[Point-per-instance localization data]
━━━━━━━━━━━━━━━━

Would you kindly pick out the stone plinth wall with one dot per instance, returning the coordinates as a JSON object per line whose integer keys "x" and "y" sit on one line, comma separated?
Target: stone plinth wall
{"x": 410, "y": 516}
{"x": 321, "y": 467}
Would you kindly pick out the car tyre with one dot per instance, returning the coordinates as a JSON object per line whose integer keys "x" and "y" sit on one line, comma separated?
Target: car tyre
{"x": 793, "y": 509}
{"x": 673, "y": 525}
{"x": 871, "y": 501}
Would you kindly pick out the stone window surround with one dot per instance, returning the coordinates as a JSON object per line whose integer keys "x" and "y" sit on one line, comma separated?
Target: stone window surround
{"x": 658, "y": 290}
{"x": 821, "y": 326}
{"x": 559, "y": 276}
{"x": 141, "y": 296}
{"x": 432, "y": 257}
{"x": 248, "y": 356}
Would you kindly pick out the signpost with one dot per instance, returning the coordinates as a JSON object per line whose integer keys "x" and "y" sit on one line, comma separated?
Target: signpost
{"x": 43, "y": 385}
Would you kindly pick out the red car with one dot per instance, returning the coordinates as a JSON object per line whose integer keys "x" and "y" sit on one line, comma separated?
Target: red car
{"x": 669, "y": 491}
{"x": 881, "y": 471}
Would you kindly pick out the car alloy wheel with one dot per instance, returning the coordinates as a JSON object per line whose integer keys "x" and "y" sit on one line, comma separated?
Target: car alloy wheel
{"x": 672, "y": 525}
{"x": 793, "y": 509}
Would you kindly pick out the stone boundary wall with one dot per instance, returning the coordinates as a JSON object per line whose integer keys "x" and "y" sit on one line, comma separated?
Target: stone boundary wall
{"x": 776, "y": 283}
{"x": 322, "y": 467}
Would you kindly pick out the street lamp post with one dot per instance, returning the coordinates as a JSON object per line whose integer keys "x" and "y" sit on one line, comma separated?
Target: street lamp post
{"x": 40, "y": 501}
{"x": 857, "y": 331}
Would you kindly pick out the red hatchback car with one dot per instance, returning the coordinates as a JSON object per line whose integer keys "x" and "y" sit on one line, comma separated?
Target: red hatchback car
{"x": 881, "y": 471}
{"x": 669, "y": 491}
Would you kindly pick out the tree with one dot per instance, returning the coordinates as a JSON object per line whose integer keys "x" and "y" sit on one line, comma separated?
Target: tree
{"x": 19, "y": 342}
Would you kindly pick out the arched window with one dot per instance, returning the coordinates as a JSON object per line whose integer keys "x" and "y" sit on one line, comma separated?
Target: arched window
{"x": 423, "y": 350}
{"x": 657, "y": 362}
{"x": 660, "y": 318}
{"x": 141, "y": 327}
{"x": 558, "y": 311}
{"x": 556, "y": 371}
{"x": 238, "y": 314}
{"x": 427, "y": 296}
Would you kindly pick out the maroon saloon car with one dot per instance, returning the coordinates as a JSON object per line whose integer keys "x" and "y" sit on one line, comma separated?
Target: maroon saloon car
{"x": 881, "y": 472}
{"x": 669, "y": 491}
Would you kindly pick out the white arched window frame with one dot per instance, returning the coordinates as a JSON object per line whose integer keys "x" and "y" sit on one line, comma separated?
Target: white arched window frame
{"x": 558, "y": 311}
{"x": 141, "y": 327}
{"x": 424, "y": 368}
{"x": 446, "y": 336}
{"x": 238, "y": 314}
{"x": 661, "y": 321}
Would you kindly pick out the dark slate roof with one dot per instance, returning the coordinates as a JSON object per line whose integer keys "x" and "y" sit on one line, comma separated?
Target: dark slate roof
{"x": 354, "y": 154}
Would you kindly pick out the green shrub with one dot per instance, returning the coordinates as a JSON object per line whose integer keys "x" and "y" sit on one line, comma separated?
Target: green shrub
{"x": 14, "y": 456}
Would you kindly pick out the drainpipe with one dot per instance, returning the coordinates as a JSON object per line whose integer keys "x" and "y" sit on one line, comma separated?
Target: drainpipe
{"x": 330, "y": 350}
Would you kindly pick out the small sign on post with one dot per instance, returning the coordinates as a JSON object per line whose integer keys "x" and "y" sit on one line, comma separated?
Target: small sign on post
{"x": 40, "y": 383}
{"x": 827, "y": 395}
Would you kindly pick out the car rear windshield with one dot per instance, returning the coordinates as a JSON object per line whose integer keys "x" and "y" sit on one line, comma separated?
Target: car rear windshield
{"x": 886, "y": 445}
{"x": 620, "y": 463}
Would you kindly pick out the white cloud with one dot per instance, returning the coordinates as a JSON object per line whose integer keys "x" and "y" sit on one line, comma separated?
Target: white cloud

━━━━━━━━━━━━━━━━

Every line of the data above is to be copied out exactly.

Result -
Would you kindly pick out the stone plinth wall with one dot per instance, returning the coordinates as a JSON object per line whose integer keys "x" and "y" sit on one line, comma separated?
Target: stone plinth wall
{"x": 410, "y": 516}
{"x": 321, "y": 467}
Would you kindly pick out the car tyre with one dot per instance, returning the coordinates as a JSON object per line whose integer keys "x" and "y" sit on one line, comma separated?
Target: car tyre
{"x": 793, "y": 509}
{"x": 673, "y": 525}
{"x": 871, "y": 501}
Would you kindly pick out the stone window surround with one dot per instance, returning the coordinates as a JSON object per line whose integer keys "x" and "y" sit on one line, comma separated?
Target: stone window surround
{"x": 658, "y": 290}
{"x": 821, "y": 326}
{"x": 559, "y": 276}
{"x": 141, "y": 296}
{"x": 432, "y": 257}
{"x": 248, "y": 356}
Would you kindly pick out the signpost with one dot per instance, returning the coordinates as a JSON object per line whose integer keys "x" and "y" sit on one line, comma separated?
Target: signpost
{"x": 43, "y": 385}
Would you kindly pick out the red car with one dot per instance, returning the coordinates as a JSON object per line whose integer keys "x" and "y" sit on one line, comma separated?
Target: red car
{"x": 669, "y": 491}
{"x": 881, "y": 471}
Would you kindly pick out the car alloy wheel with one dot per instance, returning the coordinates as a JSON object per line whose integer keys "x" and "y" sit on one line, comma separated?
Target: car alloy wheel
{"x": 672, "y": 525}
{"x": 793, "y": 509}
Would you kindly pick out the stone boundary wall with one dot per instance, returning the coordinates as a JSON object per line whose integer keys "x" and "y" sit on one line, comma separated?
Target: stone boundary wall
{"x": 776, "y": 283}
{"x": 322, "y": 467}
Would you kindly pick out the street lamp post with one dot per instance, returning the coordinates as a JSON object per line whose integer keys "x" and "y" sit on one line, comma separated?
Target: street lamp post
{"x": 40, "y": 501}
{"x": 857, "y": 331}
Would you kindly pick out the red hatchback car with one dot per instance, returning the coordinates as a JSON object per line whose integer keys "x" and "y" sit on one line, comma separated?
Target: red hatchback car
{"x": 881, "y": 471}
{"x": 669, "y": 491}
Would you kindly pick out the tree with one dot per instance, returning the coordinates as a JSON object per line whose integer keys "x" and "y" sit on one line, comma separated?
Target: tree
{"x": 19, "y": 342}
Would you kindly pick out the arched window with one dot per instance, returning the coordinates as a JSON object per line whose integer keys "x" and "y" sit on one line, comma separated?
Target: arched window
{"x": 423, "y": 350}
{"x": 657, "y": 362}
{"x": 660, "y": 318}
{"x": 141, "y": 327}
{"x": 558, "y": 311}
{"x": 556, "y": 371}
{"x": 238, "y": 314}
{"x": 427, "y": 296}
Would you kindly pick out the maroon saloon car with one dot per instance, returning the coordinates as a JSON object per line whose integer keys "x" and "y" sit on one line, comma separated?
Target: maroon saloon car
{"x": 881, "y": 472}
{"x": 669, "y": 491}
Would you kindly pick out the white arched window frame with one dot per instance, returning the coordinates as a JSON object per line whose integer keys "x" and "y" sit on one line, comma separated?
Target: white arched window frame
{"x": 558, "y": 311}
{"x": 141, "y": 327}
{"x": 424, "y": 368}
{"x": 446, "y": 336}
{"x": 238, "y": 314}
{"x": 661, "y": 321}
Would you kindly pick out the dark slate roof with one dot per instance, returning the coordinates as a JSON object per line whose integer keys "x" and "y" sit on one line, comma separated?
Target: dark slate roof
{"x": 354, "y": 154}
Would you kindly pick out the green shrub with one dot per instance, returning the coordinates as a JSON object per line whose integer keys "x" and "y" sit on one line, comma separated?
Target: green shrub
{"x": 14, "y": 456}
Would you kindly pick out the drainpipe with one dot per instance, returning the coordinates as a JSON object per line whose integer keys "x" and "y" sit on one line, comma separated?
Target: drainpipe
{"x": 330, "y": 350}
Would you kindly pick out the small sign on post with one dot per instance, returning the coordinates as a JSON object per line whose integer keys "x" and "y" sit on one line, comma separated?
Target: small sign on post
{"x": 40, "y": 383}
{"x": 827, "y": 395}
Would you kindly pick out the car rear windshield with one dot per instance, returning the coordinates as a JSON object per line whose integer keys "x" and "y" sit on one line, comma separated?
Target: car rear windshield
{"x": 886, "y": 445}
{"x": 620, "y": 463}
Would you kindly pick out the white cloud with one dot per instance, returning the coordinates as a JSON object per line whose integer keys "x" and "y" sit on one line, comma separated?
Target: white cloud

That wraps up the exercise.